WORK TO COMPLETE. Could you repeat the data word for word while skipping the pictures?

GIVEN INFORMATION.
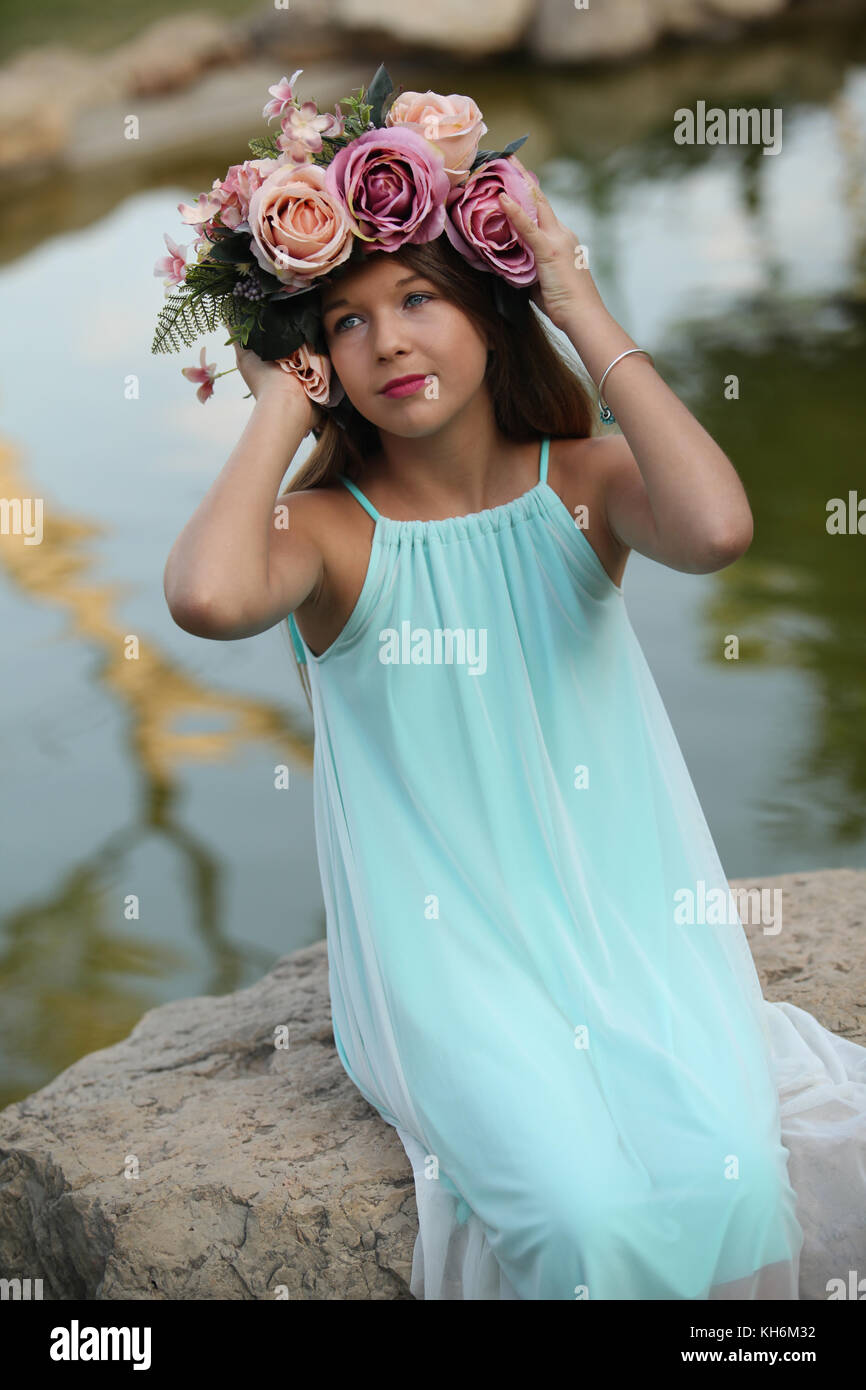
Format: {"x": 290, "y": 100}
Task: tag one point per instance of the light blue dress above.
{"x": 537, "y": 968}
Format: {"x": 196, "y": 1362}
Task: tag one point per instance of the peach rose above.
{"x": 313, "y": 373}
{"x": 298, "y": 228}
{"x": 452, "y": 123}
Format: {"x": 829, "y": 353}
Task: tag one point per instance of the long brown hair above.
{"x": 534, "y": 388}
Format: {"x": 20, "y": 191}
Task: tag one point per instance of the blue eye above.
{"x": 416, "y": 293}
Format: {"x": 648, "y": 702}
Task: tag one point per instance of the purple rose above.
{"x": 480, "y": 230}
{"x": 392, "y": 184}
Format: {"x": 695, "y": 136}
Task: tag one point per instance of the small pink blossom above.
{"x": 174, "y": 264}
{"x": 205, "y": 209}
{"x": 313, "y": 371}
{"x": 205, "y": 374}
{"x": 303, "y": 128}
{"x": 235, "y": 191}
{"x": 282, "y": 96}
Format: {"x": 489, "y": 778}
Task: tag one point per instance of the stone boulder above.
{"x": 220, "y": 1151}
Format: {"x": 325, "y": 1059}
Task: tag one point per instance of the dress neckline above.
{"x": 487, "y": 517}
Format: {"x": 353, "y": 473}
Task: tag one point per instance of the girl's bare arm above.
{"x": 220, "y": 576}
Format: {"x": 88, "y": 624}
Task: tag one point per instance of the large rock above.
{"x": 202, "y": 1159}
{"x": 569, "y": 32}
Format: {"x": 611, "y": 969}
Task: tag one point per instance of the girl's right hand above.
{"x": 267, "y": 377}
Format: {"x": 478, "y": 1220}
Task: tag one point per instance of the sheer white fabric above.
{"x": 822, "y": 1090}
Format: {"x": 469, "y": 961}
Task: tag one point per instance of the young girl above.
{"x": 537, "y": 970}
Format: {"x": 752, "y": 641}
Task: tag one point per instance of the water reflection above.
{"x": 720, "y": 260}
{"x": 63, "y": 962}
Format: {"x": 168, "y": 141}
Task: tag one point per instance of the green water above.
{"x": 149, "y": 852}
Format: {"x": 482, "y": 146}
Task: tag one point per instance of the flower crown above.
{"x": 319, "y": 198}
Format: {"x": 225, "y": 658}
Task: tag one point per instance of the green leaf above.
{"x": 184, "y": 317}
{"x": 264, "y": 148}
{"x": 484, "y": 156}
{"x": 232, "y": 249}
{"x": 377, "y": 92}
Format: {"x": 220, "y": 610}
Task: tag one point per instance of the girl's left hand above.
{"x": 563, "y": 280}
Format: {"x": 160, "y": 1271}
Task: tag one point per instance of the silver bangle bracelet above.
{"x": 605, "y": 412}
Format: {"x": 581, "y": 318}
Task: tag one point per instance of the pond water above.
{"x": 153, "y": 780}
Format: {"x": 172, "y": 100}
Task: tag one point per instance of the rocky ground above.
{"x": 61, "y": 109}
{"x": 202, "y": 1159}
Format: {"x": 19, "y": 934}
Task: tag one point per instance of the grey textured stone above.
{"x": 259, "y": 1171}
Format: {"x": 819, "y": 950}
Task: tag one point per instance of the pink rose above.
{"x": 299, "y": 230}
{"x": 313, "y": 373}
{"x": 478, "y": 228}
{"x": 238, "y": 186}
{"x": 453, "y": 124}
{"x": 394, "y": 185}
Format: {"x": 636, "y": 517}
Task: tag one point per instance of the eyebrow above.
{"x": 338, "y": 303}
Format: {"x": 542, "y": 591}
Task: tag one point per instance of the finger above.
{"x": 517, "y": 214}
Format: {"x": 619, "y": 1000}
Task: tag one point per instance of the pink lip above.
{"x": 405, "y": 387}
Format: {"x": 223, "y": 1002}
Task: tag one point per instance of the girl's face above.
{"x": 384, "y": 320}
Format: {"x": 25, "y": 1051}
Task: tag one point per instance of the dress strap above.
{"x": 359, "y": 495}
{"x": 296, "y": 642}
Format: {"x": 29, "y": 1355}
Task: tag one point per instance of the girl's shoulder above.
{"x": 583, "y": 473}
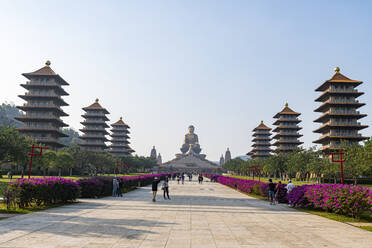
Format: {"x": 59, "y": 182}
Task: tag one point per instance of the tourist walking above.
{"x": 165, "y": 188}
{"x": 200, "y": 178}
{"x": 155, "y": 188}
{"x": 271, "y": 191}
{"x": 120, "y": 188}
{"x": 277, "y": 192}
{"x": 290, "y": 186}
{"x": 114, "y": 187}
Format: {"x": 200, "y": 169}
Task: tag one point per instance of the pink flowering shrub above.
{"x": 40, "y": 191}
{"x": 253, "y": 187}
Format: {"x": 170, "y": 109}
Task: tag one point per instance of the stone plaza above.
{"x": 198, "y": 215}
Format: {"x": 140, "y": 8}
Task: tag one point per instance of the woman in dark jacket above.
{"x": 155, "y": 188}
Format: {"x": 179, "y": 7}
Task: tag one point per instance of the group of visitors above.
{"x": 274, "y": 190}
{"x": 117, "y": 187}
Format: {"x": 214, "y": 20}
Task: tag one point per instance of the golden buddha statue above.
{"x": 191, "y": 142}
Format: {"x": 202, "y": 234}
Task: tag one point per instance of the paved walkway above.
{"x": 203, "y": 216}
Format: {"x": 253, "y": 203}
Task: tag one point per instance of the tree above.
{"x": 7, "y": 113}
{"x": 72, "y": 139}
{"x": 64, "y": 160}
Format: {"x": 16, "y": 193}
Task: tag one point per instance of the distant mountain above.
{"x": 7, "y": 113}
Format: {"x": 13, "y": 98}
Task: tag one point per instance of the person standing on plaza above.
{"x": 120, "y": 187}
{"x": 271, "y": 191}
{"x": 155, "y": 188}
{"x": 290, "y": 186}
{"x": 277, "y": 192}
{"x": 165, "y": 188}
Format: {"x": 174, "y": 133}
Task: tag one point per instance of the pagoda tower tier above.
{"x": 94, "y": 130}
{"x": 119, "y": 139}
{"x": 42, "y": 110}
{"x": 287, "y": 130}
{"x": 261, "y": 142}
{"x": 339, "y": 116}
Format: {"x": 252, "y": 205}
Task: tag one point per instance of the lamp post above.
{"x": 339, "y": 160}
{"x": 32, "y": 154}
{"x": 117, "y": 167}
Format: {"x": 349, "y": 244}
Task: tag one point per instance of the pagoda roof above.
{"x": 262, "y": 127}
{"x": 120, "y": 122}
{"x": 96, "y": 106}
{"x": 338, "y": 78}
{"x": 286, "y": 111}
{"x": 45, "y": 71}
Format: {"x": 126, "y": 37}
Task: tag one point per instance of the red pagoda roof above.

RESPONSE BELOW.
Format: {"x": 290, "y": 100}
Task: tag one point per instance of the light blue dress above.
{"x": 537, "y": 968}
Format: {"x": 196, "y": 1362}
Task: tag one point per instance of the peach rose above.
{"x": 313, "y": 373}
{"x": 298, "y": 228}
{"x": 452, "y": 123}
Format: {"x": 829, "y": 353}
Task: tag one point per instance of the long brown hair above.
{"x": 534, "y": 388}
Format: {"x": 20, "y": 191}
Task: tag one point per instance of the blue eye above.
{"x": 416, "y": 293}
Format: {"x": 648, "y": 702}
Task: tag one point per instance of the purple rose above.
{"x": 480, "y": 230}
{"x": 392, "y": 184}
Format: {"x": 695, "y": 136}
Task: tag one point per instance of the small pink blossom above.
{"x": 174, "y": 264}
{"x": 205, "y": 209}
{"x": 313, "y": 371}
{"x": 205, "y": 374}
{"x": 303, "y": 128}
{"x": 235, "y": 191}
{"x": 282, "y": 96}
Format: {"x": 489, "y": 778}
Task: tag one point per instance of the stone boulder above.
{"x": 220, "y": 1151}
Format: {"x": 325, "y": 1059}
Task: tag one point per instance of the dress neckline above.
{"x": 487, "y": 517}
Format: {"x": 353, "y": 473}
Task: tag one point per instance of the girl's bare arm above.
{"x": 220, "y": 576}
Format: {"x": 88, "y": 624}
Task: tag one point per instance of the large rock above.
{"x": 202, "y": 1159}
{"x": 569, "y": 32}
Format: {"x": 611, "y": 969}
Task: tag one point per instance of the girl's right hand above.
{"x": 267, "y": 377}
Format: {"x": 478, "y": 1220}
Task: tag one point per instance of the sheer white fabric above.
{"x": 822, "y": 1090}
Format: {"x": 469, "y": 961}
Task: tag one point per instance of the young girl above.
{"x": 537, "y": 970}
Format: {"x": 752, "y": 641}
Task: tag one point per instance of the water reflection above.
{"x": 720, "y": 260}
{"x": 63, "y": 962}
Format: {"x": 168, "y": 141}
Task: tag one point per instance of the green water above.
{"x": 149, "y": 852}
Format: {"x": 482, "y": 146}
Task: tag one point per instance of the flower crown above.
{"x": 319, "y": 198}
Format: {"x": 225, "y": 658}
Task: tag one point per instance of the green leaf above.
{"x": 184, "y": 317}
{"x": 264, "y": 148}
{"x": 484, "y": 156}
{"x": 232, "y": 249}
{"x": 377, "y": 92}
Format: {"x": 220, "y": 610}
Task: tag one point per instance of the girl's left hand above.
{"x": 563, "y": 280}
Format: {"x": 160, "y": 1271}
Task: tag one point per instance of the silver bangle bracelet above.
{"x": 605, "y": 412}
Format: {"x": 581, "y": 318}
Task: tag one point per instance of the pond water above.
{"x": 153, "y": 780}
Format: {"x": 172, "y": 100}
Task: tag one point per instance of the rocky ground above.
{"x": 61, "y": 109}
{"x": 202, "y": 1159}
Format: {"x": 19, "y": 934}
Task: tag one point per instance of the grey textured stone above.
{"x": 259, "y": 1171}
Format: {"x": 819, "y": 950}
Task: tag one point per instance of the pink rose above.
{"x": 299, "y": 230}
{"x": 313, "y": 373}
{"x": 478, "y": 228}
{"x": 238, "y": 186}
{"x": 453, "y": 124}
{"x": 394, "y": 185}
Format: {"x": 636, "y": 517}
Task: tag one point per instance of the eyebrow above.
{"x": 338, "y": 303}
Format: {"x": 542, "y": 591}
Task: tag one point per instance of the finger above.
{"x": 517, "y": 214}
Format: {"x": 619, "y": 1000}
Task: tag one point per instance of the pink lip above.
{"x": 405, "y": 387}
Format: {"x": 223, "y": 1002}
Task: tag one point per instance of the girl's face above.
{"x": 384, "y": 320}
Format: {"x": 25, "y": 1051}
Task: tag one point per instance of the dress strap above.
{"x": 359, "y": 495}
{"x": 296, "y": 642}
Format: {"x": 29, "y": 1355}
Task: tag one point per instance of the girl's shoulder above.
{"x": 583, "y": 473}
Format: {"x": 59, "y": 182}
Task: tag one point per instance of the tourist walking above.
{"x": 165, "y": 188}
{"x": 200, "y": 178}
{"x": 155, "y": 188}
{"x": 271, "y": 191}
{"x": 120, "y": 188}
{"x": 277, "y": 192}
{"x": 290, "y": 186}
{"x": 114, "y": 187}
Format: {"x": 200, "y": 169}
Task: tag one point per instance of the pink flowering shrub above.
{"x": 40, "y": 191}
{"x": 253, "y": 187}
Format: {"x": 170, "y": 109}
Task: tag one point per instance of the stone plaza above.
{"x": 198, "y": 215}
Format: {"x": 140, "y": 8}
Task: tag one point per instance of the woman in dark jacket above.
{"x": 155, "y": 188}
Format: {"x": 179, "y": 7}
Task: tag one point per instance of the group of visitors above.
{"x": 274, "y": 190}
{"x": 117, "y": 187}
Format: {"x": 214, "y": 20}
Task: tag one point per instance of the golden buddha statue above.
{"x": 191, "y": 142}
Format: {"x": 202, "y": 234}
Task: tag one point per instance of the paved walkway above.
{"x": 203, "y": 216}
Format: {"x": 253, "y": 203}
Task: tag one point per instance of the tree above.
{"x": 7, "y": 113}
{"x": 72, "y": 139}
{"x": 64, "y": 160}
Format: {"x": 16, "y": 193}
Task: tag one point per instance of the distant mountain above.
{"x": 7, "y": 113}
Format: {"x": 13, "y": 98}
Task: tag one point per instance of the person standing on plaza above.
{"x": 120, "y": 187}
{"x": 271, "y": 191}
{"x": 155, "y": 188}
{"x": 290, "y": 186}
{"x": 277, "y": 192}
{"x": 165, "y": 188}
Format: {"x": 174, "y": 133}
Task: tag one point per instance of the pagoda tower tier above.
{"x": 94, "y": 130}
{"x": 119, "y": 139}
{"x": 42, "y": 110}
{"x": 287, "y": 130}
{"x": 261, "y": 142}
{"x": 339, "y": 116}
Format: {"x": 252, "y": 205}
Task: tag one point per instance of the lamp post above.
{"x": 339, "y": 160}
{"x": 32, "y": 154}
{"x": 117, "y": 167}
Format: {"x": 349, "y": 244}
Task: tag one point per instance of the pagoda roof above.
{"x": 262, "y": 127}
{"x": 120, "y": 122}
{"x": 96, "y": 106}
{"x": 338, "y": 78}
{"x": 286, "y": 111}
{"x": 45, "y": 71}
Format: {"x": 126, "y": 37}
Task: tag one point per instance of the red pagoda roof above.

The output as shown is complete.